EXERCISE GOAL:
Return every line of the listing below that contains the word "rocky", copying each line in full.

--- begin ---

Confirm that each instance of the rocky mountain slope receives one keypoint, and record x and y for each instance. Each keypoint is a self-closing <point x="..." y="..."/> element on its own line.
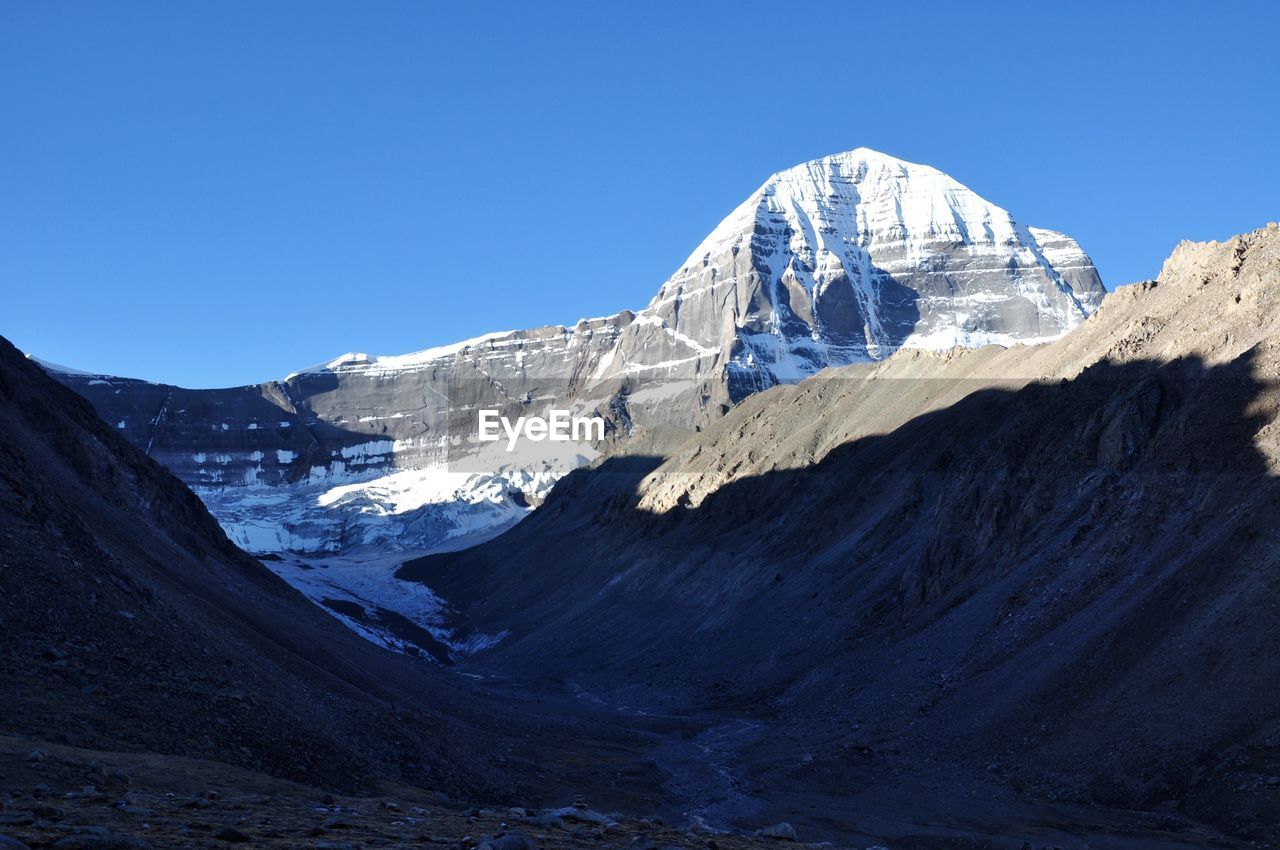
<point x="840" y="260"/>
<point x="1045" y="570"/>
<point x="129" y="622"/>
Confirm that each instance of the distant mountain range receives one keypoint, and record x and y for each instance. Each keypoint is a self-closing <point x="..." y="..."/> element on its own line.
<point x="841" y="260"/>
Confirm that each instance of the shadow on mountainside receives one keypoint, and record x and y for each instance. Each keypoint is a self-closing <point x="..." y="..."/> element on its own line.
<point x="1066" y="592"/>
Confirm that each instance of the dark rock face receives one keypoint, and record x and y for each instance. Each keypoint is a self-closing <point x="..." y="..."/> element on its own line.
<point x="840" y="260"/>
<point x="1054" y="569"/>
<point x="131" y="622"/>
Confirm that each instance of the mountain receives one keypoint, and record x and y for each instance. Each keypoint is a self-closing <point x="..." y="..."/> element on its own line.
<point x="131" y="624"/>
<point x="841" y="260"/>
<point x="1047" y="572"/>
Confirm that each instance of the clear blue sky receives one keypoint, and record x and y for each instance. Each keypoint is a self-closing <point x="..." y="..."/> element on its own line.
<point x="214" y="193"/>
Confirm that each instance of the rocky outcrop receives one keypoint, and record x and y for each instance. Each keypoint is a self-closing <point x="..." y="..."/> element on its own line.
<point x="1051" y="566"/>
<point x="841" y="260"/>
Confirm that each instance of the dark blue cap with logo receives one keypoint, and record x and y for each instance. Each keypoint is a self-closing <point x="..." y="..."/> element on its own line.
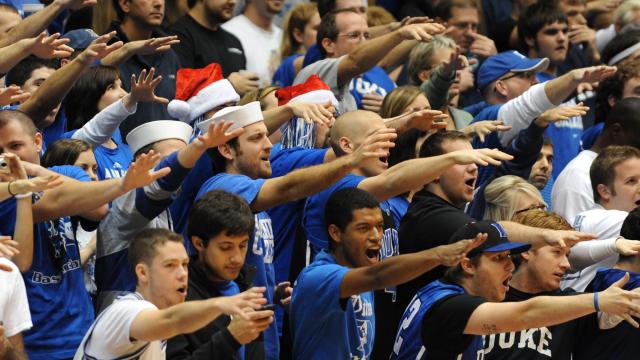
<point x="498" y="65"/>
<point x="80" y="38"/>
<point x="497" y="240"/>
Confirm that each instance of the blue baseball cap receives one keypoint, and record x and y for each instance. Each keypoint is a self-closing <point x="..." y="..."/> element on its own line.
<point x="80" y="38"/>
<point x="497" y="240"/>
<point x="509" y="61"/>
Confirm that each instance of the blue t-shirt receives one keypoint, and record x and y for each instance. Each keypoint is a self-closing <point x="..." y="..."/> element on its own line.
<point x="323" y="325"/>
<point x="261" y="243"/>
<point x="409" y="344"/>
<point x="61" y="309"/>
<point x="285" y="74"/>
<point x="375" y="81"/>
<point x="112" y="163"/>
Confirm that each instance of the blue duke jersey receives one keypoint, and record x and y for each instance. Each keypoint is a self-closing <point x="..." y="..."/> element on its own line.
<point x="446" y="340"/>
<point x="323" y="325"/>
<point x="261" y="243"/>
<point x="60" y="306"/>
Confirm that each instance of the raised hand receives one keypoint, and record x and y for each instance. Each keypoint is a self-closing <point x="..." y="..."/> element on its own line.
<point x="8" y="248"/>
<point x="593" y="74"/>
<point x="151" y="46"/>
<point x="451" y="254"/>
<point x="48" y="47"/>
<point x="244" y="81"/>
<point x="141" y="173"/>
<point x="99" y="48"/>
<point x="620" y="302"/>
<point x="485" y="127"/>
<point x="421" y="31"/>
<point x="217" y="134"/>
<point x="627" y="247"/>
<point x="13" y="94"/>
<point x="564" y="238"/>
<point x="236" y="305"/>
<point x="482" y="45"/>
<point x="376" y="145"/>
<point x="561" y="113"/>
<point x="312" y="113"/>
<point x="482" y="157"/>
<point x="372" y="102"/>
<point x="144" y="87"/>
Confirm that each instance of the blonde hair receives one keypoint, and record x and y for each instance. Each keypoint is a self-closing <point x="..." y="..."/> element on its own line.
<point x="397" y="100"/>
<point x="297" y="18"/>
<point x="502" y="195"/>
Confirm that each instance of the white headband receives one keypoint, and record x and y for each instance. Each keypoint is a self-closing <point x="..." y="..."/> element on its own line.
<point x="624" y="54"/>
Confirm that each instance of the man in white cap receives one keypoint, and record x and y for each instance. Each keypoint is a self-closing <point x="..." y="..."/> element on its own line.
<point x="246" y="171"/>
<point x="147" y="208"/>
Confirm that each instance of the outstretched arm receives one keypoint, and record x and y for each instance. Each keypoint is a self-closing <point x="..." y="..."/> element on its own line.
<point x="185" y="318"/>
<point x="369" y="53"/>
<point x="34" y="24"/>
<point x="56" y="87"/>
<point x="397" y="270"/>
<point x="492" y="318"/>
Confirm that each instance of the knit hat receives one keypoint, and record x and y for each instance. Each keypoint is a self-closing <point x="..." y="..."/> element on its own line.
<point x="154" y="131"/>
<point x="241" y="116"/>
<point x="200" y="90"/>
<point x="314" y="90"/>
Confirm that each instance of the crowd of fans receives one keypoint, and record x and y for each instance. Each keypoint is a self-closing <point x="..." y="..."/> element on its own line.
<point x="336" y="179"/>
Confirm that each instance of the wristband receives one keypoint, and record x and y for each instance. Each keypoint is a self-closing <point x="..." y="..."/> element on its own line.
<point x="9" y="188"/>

--- end ---
--- begin ---

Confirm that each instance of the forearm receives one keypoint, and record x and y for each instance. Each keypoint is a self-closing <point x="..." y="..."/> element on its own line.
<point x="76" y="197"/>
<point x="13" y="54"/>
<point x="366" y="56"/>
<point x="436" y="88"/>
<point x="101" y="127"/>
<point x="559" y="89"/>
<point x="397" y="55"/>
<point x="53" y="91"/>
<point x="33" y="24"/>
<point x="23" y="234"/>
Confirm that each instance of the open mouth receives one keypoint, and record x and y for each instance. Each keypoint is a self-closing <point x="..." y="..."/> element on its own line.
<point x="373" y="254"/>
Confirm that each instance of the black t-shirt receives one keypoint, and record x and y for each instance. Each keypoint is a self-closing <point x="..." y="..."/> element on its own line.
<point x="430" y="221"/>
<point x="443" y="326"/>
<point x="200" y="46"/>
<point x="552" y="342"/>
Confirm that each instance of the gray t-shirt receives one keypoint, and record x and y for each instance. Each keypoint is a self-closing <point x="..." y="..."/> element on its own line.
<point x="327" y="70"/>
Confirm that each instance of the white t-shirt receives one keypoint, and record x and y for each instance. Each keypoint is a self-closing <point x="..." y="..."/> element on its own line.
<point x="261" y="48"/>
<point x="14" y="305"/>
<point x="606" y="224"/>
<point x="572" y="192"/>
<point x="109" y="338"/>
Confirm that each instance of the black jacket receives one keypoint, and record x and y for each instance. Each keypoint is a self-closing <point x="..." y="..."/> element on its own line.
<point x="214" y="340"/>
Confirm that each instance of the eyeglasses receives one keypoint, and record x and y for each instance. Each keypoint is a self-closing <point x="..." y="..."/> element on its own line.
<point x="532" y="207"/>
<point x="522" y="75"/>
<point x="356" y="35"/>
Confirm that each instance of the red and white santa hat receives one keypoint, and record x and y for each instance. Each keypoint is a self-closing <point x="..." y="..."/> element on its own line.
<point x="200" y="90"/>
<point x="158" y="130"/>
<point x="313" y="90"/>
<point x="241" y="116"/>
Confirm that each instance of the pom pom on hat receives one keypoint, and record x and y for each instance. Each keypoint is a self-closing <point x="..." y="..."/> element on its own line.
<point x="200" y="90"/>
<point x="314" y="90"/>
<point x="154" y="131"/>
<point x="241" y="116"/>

--- end ---

THE ANSWER:
Confirm that each instance of the rocky mountain slope receives one keypoint, and record x and y for each instance. Each keypoint is a self-closing <point x="..." y="..."/> element on its own line.
Confirm that each instance of the rocky outcrop receives one keypoint, and record x and y for each instance. Each keypoint is a self-closing <point x="..." y="..."/> element on its own line.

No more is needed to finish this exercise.